TASKS TO CARRY OUT:
• a. Give a two-sentence summary of the article on hunger among India's middle class.
• b. Reproduce word for word the part of the article on hunger among India's middle class that opens with the words containing "The group numbers" and closes with "at Mumbai University.".

Hunger Is Forcing Even Middle-Class Families To Line Up For Rations

With job losses, shrinking incomes and rising households debts, the middle class has been left to fend for themselves.

Over a year and a half since the coronavirus pandemic struck the world, loss of lives, source of livelihoods for many and depleting savings has been a matter of concern. The crisis has pushed many into poverty and widened the wealth gap between the rich and the poor. The crisis has even forced even the middle-class Indians to queue up for rations.

The second wave of the virus has battered the middle-class even more. According to a Pew Research Centre report, the country's middle-class population shrunk by at least 32 million with 75 million people driven below the poverty line in 2020. India contributed 60 per cent to the worldwide drop in the middle-class population.

The group numbers about 600 million people and makes up about 28 per cent of the total population and 79 per cent of the total taxpayer base. It also contributes 70 per cent to the total consumer spending. Essentially, those with incomes between $10 and $20 per day are categorised under the middle class.

"Rapid economic growth in India had created this aspirational class, a forward-looking class, which likes to look toward the future," said Neeraj Hatekar, a former economics professor at Mumbai University.

Job Losses In The Pandemic

In May, during the peak of the second wave, an estimated 15 million Indians lost their jobs, according to the Centre for Monitoring the Indian Economy. With savings dwindling and expenses to meet, many people had to resort to selling valuables like jewelry or take loans to make ends meet. India's household savings dropped to 22.1% of GDP in the quarter through December, from 28.1 per cent in the three months ended June last year. There has been a sharp increase in household debts as well. Household debt has risen sharply to 37.3% in 2020-21 from 32.5% in 2019-20, according to a report by State Bank of India economists.

All of this has translated into an increase in hunger, particularly in urban areas, in a nation that already accounts for nearly a third of the world's malnourished people.

"This desperation for food and the long lines for rations in families with two wage earners is unprecedented," said Aditi Dwivedi, who works with migrant communities in the capital at Satark Nagrik Sangathan, a group that works on transparency and accountability in government that has advocated for more food aid for the needy.

'More Middle-Class Families Seeking Help This Time'

In fact, the number of people living in households with daily incomes below $5 level went up from 298.6 million, at the start of the outbreak in March 2020 to 529 million at the end of October, the study said.

In southeast Delhi, 45-year-old Naresh Kumar had to line up outside his local food distribution shop at 5 am nearly every day last month to ensure he got there before supplies ran out. "On days when they had food, rations got over before my turn arrived," said Kumar, who is still struggling to find work after both he and his wife lost their jobs last year.

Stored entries
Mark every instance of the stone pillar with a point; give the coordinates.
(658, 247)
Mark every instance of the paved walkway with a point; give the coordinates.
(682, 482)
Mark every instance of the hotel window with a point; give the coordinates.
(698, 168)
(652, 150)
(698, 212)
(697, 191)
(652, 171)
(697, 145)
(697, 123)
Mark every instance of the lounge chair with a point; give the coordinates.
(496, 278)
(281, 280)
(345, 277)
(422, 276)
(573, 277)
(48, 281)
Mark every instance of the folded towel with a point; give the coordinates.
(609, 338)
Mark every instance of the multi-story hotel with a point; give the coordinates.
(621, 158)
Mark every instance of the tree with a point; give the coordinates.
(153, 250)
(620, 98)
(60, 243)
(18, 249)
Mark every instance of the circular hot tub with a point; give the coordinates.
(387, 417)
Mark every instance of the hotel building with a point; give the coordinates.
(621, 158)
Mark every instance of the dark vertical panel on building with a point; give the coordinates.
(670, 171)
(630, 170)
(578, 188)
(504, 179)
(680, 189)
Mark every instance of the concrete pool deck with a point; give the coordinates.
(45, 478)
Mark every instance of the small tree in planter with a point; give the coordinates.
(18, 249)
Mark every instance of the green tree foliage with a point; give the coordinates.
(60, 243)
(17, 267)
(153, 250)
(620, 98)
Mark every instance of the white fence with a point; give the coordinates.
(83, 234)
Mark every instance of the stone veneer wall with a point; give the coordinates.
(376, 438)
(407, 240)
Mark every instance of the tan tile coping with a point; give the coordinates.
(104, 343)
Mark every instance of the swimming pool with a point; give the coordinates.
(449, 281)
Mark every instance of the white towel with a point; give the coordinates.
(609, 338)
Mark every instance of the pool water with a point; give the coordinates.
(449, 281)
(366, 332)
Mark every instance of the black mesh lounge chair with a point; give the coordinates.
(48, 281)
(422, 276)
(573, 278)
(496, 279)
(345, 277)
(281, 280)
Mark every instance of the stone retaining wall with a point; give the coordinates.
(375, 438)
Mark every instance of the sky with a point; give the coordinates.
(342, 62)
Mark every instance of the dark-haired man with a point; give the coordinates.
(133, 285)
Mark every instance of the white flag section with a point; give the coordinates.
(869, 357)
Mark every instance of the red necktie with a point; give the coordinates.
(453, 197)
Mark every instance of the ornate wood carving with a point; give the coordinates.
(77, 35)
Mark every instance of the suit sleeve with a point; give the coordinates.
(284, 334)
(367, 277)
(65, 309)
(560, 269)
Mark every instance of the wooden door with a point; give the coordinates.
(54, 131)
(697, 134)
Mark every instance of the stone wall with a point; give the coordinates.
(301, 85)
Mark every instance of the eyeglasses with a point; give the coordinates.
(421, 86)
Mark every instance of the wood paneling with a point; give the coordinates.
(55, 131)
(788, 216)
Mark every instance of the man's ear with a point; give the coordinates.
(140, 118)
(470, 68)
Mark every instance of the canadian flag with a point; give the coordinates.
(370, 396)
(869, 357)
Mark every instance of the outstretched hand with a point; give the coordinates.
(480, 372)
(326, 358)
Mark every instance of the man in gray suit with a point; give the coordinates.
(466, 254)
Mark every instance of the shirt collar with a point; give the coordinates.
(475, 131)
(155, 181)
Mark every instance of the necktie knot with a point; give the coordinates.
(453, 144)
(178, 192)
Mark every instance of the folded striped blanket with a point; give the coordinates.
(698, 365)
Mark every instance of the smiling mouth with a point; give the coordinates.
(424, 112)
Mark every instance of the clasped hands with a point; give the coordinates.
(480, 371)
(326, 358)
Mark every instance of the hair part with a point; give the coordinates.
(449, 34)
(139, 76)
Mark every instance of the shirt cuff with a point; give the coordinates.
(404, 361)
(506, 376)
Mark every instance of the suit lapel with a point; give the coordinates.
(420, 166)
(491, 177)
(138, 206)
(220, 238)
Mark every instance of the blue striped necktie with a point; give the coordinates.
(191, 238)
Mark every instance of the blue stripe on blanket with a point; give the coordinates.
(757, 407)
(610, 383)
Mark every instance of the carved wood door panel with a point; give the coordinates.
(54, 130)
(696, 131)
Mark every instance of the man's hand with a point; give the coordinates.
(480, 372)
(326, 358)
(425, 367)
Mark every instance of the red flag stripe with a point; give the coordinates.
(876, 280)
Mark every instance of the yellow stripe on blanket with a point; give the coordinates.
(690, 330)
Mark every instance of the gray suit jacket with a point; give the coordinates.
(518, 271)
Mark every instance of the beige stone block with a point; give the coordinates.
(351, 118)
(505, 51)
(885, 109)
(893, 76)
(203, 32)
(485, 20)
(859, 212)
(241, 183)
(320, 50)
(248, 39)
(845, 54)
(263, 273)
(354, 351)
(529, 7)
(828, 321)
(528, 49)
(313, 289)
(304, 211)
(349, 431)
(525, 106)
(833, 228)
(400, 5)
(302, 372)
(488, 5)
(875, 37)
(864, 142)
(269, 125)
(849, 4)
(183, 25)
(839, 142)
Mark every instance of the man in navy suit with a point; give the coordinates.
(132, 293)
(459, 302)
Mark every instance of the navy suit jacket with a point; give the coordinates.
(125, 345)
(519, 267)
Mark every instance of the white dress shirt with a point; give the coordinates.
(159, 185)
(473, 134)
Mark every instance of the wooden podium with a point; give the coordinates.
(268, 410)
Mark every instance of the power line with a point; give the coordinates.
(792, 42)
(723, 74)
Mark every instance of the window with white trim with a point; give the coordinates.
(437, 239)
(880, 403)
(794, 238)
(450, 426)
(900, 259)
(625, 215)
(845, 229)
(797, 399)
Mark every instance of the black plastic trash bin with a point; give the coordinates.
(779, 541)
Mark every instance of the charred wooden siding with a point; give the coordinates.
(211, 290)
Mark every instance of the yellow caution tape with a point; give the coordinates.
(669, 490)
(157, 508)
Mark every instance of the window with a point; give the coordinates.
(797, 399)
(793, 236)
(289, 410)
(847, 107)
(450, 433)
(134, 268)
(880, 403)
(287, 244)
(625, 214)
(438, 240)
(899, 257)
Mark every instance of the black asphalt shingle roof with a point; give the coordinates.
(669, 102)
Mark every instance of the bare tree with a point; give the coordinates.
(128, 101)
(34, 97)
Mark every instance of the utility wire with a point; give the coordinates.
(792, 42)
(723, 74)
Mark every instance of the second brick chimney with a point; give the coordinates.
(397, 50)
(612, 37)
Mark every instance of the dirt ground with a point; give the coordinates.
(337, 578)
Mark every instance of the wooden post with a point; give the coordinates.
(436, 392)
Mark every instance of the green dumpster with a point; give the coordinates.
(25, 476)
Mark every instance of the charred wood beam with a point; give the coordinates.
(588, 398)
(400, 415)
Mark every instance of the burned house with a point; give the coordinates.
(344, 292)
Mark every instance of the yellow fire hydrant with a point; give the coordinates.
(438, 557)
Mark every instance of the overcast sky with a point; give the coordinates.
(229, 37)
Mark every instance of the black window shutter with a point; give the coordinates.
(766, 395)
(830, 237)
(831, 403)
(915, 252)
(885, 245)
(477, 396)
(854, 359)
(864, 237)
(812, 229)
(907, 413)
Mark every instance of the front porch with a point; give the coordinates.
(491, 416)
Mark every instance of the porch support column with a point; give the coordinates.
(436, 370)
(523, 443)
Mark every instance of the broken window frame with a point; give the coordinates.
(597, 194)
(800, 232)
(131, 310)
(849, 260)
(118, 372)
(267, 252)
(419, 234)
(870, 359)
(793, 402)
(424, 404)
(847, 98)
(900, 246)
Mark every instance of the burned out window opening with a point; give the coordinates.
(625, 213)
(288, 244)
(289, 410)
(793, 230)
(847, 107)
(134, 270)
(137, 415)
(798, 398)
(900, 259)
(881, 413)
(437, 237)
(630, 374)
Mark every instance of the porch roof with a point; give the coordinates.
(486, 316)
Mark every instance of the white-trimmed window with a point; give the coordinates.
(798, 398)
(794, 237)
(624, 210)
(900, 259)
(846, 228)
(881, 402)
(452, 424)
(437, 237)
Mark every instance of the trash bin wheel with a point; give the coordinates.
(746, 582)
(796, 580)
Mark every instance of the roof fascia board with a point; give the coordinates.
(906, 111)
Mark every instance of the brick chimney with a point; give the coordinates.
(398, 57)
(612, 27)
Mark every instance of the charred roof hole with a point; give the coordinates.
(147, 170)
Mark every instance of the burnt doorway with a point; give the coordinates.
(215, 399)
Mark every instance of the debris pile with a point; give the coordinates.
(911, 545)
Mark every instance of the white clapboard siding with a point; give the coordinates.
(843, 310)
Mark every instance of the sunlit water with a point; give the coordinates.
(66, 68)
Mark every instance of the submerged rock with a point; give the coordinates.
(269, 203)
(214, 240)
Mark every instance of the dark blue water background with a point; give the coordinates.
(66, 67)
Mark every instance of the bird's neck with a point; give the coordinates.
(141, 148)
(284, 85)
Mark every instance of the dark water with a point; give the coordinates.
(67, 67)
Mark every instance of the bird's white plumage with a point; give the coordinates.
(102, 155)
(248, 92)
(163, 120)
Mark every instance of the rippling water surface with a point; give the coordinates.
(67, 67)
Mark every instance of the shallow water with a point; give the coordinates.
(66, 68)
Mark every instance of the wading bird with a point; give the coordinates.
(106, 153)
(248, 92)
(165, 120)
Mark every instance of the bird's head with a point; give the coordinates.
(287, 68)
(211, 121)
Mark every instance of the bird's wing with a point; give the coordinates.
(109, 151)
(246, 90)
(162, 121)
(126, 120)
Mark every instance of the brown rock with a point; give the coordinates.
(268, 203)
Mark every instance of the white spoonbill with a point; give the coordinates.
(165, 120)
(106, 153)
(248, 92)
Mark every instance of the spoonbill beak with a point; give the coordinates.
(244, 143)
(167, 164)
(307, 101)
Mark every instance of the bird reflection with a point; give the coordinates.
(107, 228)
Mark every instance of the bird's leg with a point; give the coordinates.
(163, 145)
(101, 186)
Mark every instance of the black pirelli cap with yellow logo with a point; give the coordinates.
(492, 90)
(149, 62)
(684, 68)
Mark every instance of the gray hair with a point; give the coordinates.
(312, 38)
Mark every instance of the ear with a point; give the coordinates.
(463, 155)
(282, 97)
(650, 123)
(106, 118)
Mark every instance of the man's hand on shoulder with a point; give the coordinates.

PER-TASK ANSWERS:
• a. The coronavirus pandemic, particularly its second wave, pushed many into poverty, and a Pew Research Centre report found that India's middle-class population shrank by at least 32 million in 2020. With job losses, dwindling household savings and sharply rising household debt, hunger has increased, particularly in urban areas, and even middle-class Indians have been forced to queue up for rations.

• b.
The group numbers about 600 million people and makes up about 28 per cent of the total population and 79 per cent of the total taxpayer base. It also contributes 70 per cent to the total consumer spending. Essentially, those with incomes between $10 and $20 per day are categorised under the middle class.

"Rapid economic growth in India had created this aspirational class, a forward-looking class, which likes to look toward the future," said Neeraj Hatekar, a former economics professor at Mumbai University.